BEGIN
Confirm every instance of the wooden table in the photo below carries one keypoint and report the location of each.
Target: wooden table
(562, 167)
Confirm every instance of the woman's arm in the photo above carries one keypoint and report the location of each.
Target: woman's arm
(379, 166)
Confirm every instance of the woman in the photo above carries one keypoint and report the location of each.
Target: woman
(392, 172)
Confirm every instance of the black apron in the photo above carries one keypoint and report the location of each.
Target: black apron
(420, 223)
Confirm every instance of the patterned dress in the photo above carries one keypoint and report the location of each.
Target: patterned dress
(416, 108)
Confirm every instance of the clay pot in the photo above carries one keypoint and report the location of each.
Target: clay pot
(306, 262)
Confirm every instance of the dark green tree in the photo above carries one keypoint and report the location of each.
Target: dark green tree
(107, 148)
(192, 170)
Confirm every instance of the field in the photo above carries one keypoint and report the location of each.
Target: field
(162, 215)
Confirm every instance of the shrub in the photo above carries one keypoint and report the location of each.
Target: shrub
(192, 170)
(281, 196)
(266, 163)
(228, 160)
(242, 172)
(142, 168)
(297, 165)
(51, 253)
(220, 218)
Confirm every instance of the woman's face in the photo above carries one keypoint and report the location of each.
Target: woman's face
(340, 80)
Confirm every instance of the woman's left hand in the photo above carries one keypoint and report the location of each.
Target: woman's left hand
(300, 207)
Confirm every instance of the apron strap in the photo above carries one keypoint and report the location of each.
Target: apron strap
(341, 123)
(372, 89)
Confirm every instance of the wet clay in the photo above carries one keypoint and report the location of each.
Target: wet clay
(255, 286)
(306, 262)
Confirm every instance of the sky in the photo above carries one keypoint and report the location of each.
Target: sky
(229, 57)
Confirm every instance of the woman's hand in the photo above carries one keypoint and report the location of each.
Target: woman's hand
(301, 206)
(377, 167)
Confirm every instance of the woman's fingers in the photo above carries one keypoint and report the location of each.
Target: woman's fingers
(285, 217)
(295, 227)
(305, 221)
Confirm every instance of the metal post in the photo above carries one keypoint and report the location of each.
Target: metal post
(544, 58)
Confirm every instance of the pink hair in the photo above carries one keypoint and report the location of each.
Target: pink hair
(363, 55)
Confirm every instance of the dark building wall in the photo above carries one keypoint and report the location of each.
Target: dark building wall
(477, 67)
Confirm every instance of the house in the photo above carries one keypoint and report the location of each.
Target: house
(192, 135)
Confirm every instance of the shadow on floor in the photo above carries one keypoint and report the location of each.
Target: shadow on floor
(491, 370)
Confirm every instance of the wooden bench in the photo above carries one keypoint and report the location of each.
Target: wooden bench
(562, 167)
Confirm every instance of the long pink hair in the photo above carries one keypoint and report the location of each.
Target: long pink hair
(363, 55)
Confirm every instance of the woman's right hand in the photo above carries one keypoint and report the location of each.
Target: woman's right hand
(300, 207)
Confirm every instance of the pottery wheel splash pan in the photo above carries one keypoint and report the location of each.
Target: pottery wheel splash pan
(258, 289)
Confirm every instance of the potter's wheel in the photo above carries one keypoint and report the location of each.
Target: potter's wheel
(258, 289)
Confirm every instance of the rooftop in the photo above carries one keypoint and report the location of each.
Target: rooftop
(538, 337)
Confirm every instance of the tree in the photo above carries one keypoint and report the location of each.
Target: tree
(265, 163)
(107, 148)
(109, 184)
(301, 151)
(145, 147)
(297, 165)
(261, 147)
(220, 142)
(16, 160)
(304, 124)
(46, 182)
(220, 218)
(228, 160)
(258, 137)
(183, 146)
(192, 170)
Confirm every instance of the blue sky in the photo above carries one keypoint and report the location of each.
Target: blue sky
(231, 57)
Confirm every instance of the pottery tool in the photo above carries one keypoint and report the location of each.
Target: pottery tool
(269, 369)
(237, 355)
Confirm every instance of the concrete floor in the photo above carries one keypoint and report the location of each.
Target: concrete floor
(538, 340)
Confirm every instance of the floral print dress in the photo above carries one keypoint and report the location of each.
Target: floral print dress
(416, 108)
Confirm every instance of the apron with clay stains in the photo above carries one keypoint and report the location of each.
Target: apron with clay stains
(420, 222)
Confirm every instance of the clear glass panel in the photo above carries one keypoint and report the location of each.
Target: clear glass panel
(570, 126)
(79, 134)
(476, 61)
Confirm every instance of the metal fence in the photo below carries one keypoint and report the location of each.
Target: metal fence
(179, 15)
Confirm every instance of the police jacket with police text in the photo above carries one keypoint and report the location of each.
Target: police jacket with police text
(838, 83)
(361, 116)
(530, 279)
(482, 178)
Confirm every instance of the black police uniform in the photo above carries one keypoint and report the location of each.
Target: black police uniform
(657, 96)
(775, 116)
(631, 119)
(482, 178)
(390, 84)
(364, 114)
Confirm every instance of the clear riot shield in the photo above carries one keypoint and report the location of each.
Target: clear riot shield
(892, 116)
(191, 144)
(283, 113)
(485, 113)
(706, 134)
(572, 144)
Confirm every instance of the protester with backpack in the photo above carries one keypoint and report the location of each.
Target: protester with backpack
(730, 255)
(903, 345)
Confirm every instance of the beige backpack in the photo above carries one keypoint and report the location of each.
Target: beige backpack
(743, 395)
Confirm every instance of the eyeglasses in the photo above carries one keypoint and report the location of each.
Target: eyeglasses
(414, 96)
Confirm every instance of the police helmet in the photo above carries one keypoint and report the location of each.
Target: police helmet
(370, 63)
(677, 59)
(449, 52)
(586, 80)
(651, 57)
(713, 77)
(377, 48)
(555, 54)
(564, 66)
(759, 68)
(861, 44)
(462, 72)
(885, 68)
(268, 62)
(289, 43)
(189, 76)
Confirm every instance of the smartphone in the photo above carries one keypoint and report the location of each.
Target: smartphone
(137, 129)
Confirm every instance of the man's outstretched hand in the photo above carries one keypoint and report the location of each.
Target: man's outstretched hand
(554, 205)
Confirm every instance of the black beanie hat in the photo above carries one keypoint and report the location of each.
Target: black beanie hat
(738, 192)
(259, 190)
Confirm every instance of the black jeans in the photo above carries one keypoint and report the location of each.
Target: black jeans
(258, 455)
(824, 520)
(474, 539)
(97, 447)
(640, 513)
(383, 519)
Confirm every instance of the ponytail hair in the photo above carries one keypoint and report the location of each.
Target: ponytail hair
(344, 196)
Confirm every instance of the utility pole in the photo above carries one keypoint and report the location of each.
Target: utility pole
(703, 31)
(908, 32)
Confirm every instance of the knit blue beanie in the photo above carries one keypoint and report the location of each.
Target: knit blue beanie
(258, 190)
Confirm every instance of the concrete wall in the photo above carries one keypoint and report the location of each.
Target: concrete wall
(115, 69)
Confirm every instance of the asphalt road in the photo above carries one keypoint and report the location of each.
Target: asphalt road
END
_Your assignment:_
In the records above, find the lines holding "asphalt". Copy each one.

_Response:_
Confirm every instance of the asphalt road in the photo above carries one keypoint and report the location of each.
Target: asphalt road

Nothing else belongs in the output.